*Texto fuente*
----

16 de marzo de 2019

Acerca de mudanzas


Llegamos a Villa María a principio del año 1955, con mi escasa edad ya había experimentado dos mudanzas. La primera a Marcos Juarez por razones de trabajo de mi padre, lugar donde conseguí un par de cicatrices que aún conservo, y a esta por falta de trabajo. Por generosidad de un pariente nos ubicamos en una modesta casa en los confines del Barrio Rivadavia de ese tiempo, al límite con los campos y una cuadra más adelante de la última parada del "trencito de Las Playas". No teníamos ningún servicio público, el agua era de pozo, las noches se iluminaban con un farol a kerosene y el baño diario era en un fuentón. Con la alegría propia de un niño disfrutaba cada viaje en aquel "trencito" con un solo vagón que nos llevaba hasta el centro y luego nos devolvía a la humilde morada.
Pocos meses pasaron hasta que mi padre mejoró su situación laboral y logró alquilar una casa dentro del ámbito de los cuatro boulevares que demarcaban la ciudad, en la calle Tucumán al 576. Eran momentos álgidos de la política Nacional y creo recordar el sonido de algún disparo al momento de ingresar por primera vez a esa vivienda. En ese momento faltaban pocos días para mi tercer cumpleaños. El excepcional caracter de mi padre y el hecho de que en esa cuadra había muchas familias con niños de mi edad me prodigaron el mejor cumpleaños que recuerdo. Un mantel blanco con líneas bordadas en verde formando cuadros, las tazas de chocolate caliente, alguna bandeja con biscochuelo y pequeñas flores blancas, que ya estaban en el patio, decoraron el inicio de amistades que aún conservo.
Pronto llegó el tiempo escolar y los días en la Escuela Dr. José Bianco dieron paso a la adolescencia en el viejo Colegio Nacional y tan pronto, como estoy escribiendo, mi retorno a Córdoba, a la casa natal donde consumí varios años en la Facultad de Ciencias Económicas por un capricho de mi madre y a escondidas cursaba Arquitectura, ambos proyectos frustrados por imposibilidad material de tiempo y recursos que debía procurarme trabajando de noche en E.N.Tel.

----

*Consigna 1*
Transcribe el tramo del texto fuente que va desde "Pronto llegó el" hasta "noche en E.N.Tel." y renombra "Colegio Nacional" como "Liceo Municipal".
*Consigna 2*
Enumera las ciudades que se nombran en el texto fuente.
Los registros no tienen relación con el texto fuente.

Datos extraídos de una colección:
----

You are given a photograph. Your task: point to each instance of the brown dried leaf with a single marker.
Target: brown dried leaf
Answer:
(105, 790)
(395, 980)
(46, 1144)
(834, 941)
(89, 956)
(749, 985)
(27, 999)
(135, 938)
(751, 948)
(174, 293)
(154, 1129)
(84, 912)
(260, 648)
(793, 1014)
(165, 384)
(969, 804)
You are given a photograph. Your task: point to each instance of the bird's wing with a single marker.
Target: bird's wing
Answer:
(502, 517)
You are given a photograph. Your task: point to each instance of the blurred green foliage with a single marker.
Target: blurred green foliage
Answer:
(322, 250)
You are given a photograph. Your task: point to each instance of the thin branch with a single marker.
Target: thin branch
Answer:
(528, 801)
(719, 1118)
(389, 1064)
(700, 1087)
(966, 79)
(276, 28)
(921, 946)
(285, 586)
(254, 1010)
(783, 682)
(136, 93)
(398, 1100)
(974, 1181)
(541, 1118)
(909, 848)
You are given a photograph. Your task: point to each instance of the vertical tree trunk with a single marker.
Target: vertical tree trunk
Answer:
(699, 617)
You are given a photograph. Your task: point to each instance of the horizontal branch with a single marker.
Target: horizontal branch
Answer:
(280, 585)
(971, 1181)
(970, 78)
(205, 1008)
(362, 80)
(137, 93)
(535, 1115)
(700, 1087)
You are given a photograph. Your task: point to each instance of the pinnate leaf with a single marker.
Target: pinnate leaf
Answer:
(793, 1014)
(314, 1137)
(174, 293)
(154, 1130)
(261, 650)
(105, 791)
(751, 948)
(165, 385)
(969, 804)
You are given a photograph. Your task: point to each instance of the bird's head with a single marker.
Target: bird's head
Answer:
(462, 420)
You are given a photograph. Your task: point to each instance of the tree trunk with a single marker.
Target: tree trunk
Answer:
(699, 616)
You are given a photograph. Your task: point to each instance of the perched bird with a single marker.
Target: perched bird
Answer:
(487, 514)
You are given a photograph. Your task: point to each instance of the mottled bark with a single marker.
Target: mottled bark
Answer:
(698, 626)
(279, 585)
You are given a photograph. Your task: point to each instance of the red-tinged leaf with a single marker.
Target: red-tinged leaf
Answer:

----

*Resultado final 1*
Pronto llegó el tiempo escolar y los días en la Escuela Dr. José Bianco dieron paso a la adolescencia en el viejo Liceo Municipal y tan pronto, como estoy escribiendo, mi retorno a Córdoba, a la casa natal donde consumí varios años en la Facultad de Ciencias Económicas por un capricho de mi madre y a escondidas cursaba Arquitectura, ambos proyectos frustrados por imposibilidad material de tiempo y recursos que debía procurarme trabajando de noche en E.N.Tel.

*Resultado final 2*
Villa María, Marcos Juarez y Córdoba.